STATED GOAL: Could you reproduce all of the data below, line for line and unchanged?

—————

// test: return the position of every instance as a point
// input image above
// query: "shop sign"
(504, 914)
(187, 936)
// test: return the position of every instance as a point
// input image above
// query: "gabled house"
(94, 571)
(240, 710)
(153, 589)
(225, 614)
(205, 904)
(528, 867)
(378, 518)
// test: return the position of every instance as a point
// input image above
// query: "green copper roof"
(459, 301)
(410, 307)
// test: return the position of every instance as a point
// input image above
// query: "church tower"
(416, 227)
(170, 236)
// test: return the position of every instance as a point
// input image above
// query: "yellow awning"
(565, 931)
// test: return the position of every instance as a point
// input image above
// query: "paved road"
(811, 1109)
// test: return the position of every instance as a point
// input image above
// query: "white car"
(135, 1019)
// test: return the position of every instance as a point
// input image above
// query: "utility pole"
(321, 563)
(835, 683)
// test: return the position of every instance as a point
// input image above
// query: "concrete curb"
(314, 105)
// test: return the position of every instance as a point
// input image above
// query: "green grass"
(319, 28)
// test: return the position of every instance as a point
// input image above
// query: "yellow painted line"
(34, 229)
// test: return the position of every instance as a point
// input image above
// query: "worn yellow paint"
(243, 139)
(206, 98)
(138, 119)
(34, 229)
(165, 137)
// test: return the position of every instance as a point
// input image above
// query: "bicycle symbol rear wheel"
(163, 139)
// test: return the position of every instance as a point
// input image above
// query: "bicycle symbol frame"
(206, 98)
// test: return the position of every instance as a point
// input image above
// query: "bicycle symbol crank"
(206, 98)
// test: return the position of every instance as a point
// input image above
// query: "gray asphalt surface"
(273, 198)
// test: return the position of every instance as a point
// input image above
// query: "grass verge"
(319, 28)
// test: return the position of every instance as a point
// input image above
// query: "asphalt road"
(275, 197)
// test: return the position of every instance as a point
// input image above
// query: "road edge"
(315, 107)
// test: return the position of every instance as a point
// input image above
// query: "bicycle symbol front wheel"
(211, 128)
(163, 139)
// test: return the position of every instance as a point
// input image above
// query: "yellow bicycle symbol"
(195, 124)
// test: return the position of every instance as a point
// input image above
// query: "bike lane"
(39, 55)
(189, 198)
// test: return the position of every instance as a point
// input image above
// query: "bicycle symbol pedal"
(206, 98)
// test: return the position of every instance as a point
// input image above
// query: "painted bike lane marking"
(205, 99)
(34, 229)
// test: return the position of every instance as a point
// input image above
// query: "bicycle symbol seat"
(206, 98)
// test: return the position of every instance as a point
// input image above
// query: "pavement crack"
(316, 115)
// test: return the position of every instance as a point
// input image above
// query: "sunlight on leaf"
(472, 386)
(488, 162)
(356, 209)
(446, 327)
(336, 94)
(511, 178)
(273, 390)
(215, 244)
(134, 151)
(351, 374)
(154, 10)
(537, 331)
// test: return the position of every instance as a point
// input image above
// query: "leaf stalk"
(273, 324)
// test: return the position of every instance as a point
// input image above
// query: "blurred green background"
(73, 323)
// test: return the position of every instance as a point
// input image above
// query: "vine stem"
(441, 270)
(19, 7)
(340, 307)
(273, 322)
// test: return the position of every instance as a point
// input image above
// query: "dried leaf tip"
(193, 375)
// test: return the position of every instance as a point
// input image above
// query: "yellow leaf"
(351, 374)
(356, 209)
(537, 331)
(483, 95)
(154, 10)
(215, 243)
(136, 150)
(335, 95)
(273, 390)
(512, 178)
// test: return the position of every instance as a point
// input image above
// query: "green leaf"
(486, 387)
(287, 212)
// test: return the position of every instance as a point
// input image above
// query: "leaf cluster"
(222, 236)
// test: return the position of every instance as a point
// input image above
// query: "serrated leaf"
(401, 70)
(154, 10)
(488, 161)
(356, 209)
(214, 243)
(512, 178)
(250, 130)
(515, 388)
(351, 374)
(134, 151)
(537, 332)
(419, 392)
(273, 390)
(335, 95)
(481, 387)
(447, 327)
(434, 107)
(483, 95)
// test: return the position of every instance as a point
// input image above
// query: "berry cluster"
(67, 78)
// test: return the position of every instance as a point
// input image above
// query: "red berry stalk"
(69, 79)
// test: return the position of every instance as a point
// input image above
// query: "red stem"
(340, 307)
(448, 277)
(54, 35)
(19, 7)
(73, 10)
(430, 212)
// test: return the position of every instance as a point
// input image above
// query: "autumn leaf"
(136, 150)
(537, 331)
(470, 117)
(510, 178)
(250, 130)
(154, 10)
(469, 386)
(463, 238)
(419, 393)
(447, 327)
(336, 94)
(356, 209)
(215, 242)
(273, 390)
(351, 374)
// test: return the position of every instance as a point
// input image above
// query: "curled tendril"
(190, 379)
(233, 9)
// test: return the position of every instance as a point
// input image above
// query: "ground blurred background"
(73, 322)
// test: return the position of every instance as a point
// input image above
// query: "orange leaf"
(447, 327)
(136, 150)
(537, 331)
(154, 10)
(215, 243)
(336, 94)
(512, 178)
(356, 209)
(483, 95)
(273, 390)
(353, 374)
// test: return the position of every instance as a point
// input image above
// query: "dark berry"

—————

RESPONSE BELOW:
// test: return the position of every instance as a point
// input image above
// query: "shop sign"
(504, 914)
(187, 936)
// test: return the position of every instance as a point
// input image above
// query: "gabled house"
(94, 571)
(240, 710)
(153, 589)
(225, 614)
(205, 904)
(528, 867)
(378, 518)
// test: return the position of every instance as a point
// input image above
// query: "green copper roof"
(459, 301)
(410, 307)
// test: return the position of every instance as a point
// input image above
// query: "church tower"
(416, 227)
(170, 236)
// test: return the position of every instance as a point
// input image above
// query: "yellow awning"
(565, 931)
// test: return the position of every instance as a point
// input image above
// query: "paved road"
(811, 1109)
// test: return the position of every instance as a point
// input image above
// query: "white car"
(135, 1019)
// test: return the position of every instance as a point
// input image above
// query: "utility pole"
(321, 563)
(835, 683)
// test: return the position of every instance as a point
// input image above
// query: "concrete curb"
(314, 105)
// test: return the position of every instance as a point
// input image above
// query: "green grass"
(319, 28)
// test: return the position of every instance as a point
// input image above
// query: "yellow painted line"
(34, 229)
// test: return the position of every instance as a point
// input image above
// query: "worn yellow paint"
(243, 139)
(206, 98)
(138, 119)
(34, 229)
(165, 137)
// test: return the position of every instance as a point
// input image above
// query: "bicycle symbol rear wheel"
(163, 139)
// test: return the position of every instance as a point
// input image above
// query: "bicycle symbol frame"
(206, 98)
// test: return the position of every instance as a point
// input image above
// query: "bicycle symbol crank"
(206, 98)
// test: return the position of every instance as a point
// input image above
// query: "gray asphalt surface"
(273, 198)
// test: return the position of every instance as a point
// input image above
// query: "grass verge"
(319, 28)
// test: return the position of every instance as a point
// input image above
// query: "asphalt road"
(275, 197)
// test: return the position of every instance as a point
// input image above
// query: "road edge"
(315, 107)
// test: return the position of every instance as a point
// input image above
// query: "bicycle symbol front wheel"
(211, 128)
(163, 139)
// test: return the position of every instance as a point
// input image above
// query: "yellow bicycle symbol"
(195, 124)
// test: return the position of every instance as a point
// input image above
// query: "bike lane"
(39, 55)
(189, 198)
// test: return the position of every instance as a point
// input image above
// query: "bicycle symbol pedal"
(206, 98)
// test: return the position of every instance as a point
// input image above
// query: "painted bike lane marking"
(205, 99)
(34, 229)
// test: return the position of every instance as a point
// input image above
// query: "bicycle symbol seat"
(206, 98)
// test: return the position of every instance as a point
// input image above
// query: "pavement crack"
(316, 115)
// test: return the position of every instance as a point
// input image above
// query: "sunlight on leaf"
(472, 386)
(488, 162)
(356, 209)
(446, 327)
(336, 94)
(511, 178)
(273, 390)
(215, 244)
(134, 151)
(351, 374)
(154, 10)
(537, 331)
// test: return the position of every instance as a point
// input image above
// query: "leaf stalk"
(273, 324)
// test: return the position of every instance as a point
// input image above
// query: "blurred green background"
(73, 323)
// test: return the position of every instance as a point
// input image above
// query: "vine stem"
(441, 270)
(19, 7)
(340, 307)
(273, 322)
// test: return the position of every instance as a point
// input image above
// query: "dried leaf tip"
(193, 375)
// test: return the position of every instance as a point
// input image above
// query: "yellow leaf"
(351, 374)
(356, 209)
(537, 331)
(483, 95)
(154, 10)
(215, 243)
(136, 150)
(335, 95)
(273, 390)
(512, 178)
// test: return the position of every instance as a point
// input image above
// query: "green leaf"
(486, 387)
(287, 212)
// test: return the position of every instance as a point
// input image above
// query: "leaf cluster"
(222, 236)
// test: return the position of every instance as a point
// input image above
// query: "serrated leaf"
(401, 70)
(154, 10)
(488, 161)
(356, 209)
(214, 243)
(512, 178)
(250, 130)
(515, 388)
(351, 374)
(134, 151)
(537, 332)
(419, 392)
(273, 390)
(335, 95)
(481, 387)
(447, 327)
(434, 107)
(483, 95)
// test: return the position of every instance as a point
// input image above
// query: "berry cluster"
(67, 78)
// test: return the position of every instance as a point
// input image above
// query: "red berry stalk"
(69, 79)
// test: return the position of every instance as a point
// input image above
// query: "red stem"
(340, 307)
(448, 277)
(54, 35)
(19, 7)
(73, 10)
(430, 212)
// test: return the position of every instance as a point
// input image above
// query: "autumn leaf"
(136, 150)
(537, 331)
(470, 117)
(510, 178)
(250, 130)
(154, 10)
(469, 386)
(463, 238)
(419, 393)
(447, 327)
(336, 94)
(356, 209)
(215, 242)
(273, 390)
(351, 374)
// test: return the position of every instance as a point
// input image above
// query: "curled tendril"
(190, 379)
(233, 9)
// test: return the position of every instance as a point
// input image above
// query: "ground blurred background"
(73, 322)
// test: return the position of every instance as a point
// input image above
// query: "orange leaf"
(447, 327)
(136, 150)
(537, 331)
(154, 10)
(215, 243)
(336, 94)
(512, 178)
(356, 209)
(483, 95)
(273, 390)
(353, 374)
// test: return the position of every instance as a point
// input image above
// query: "dark berry"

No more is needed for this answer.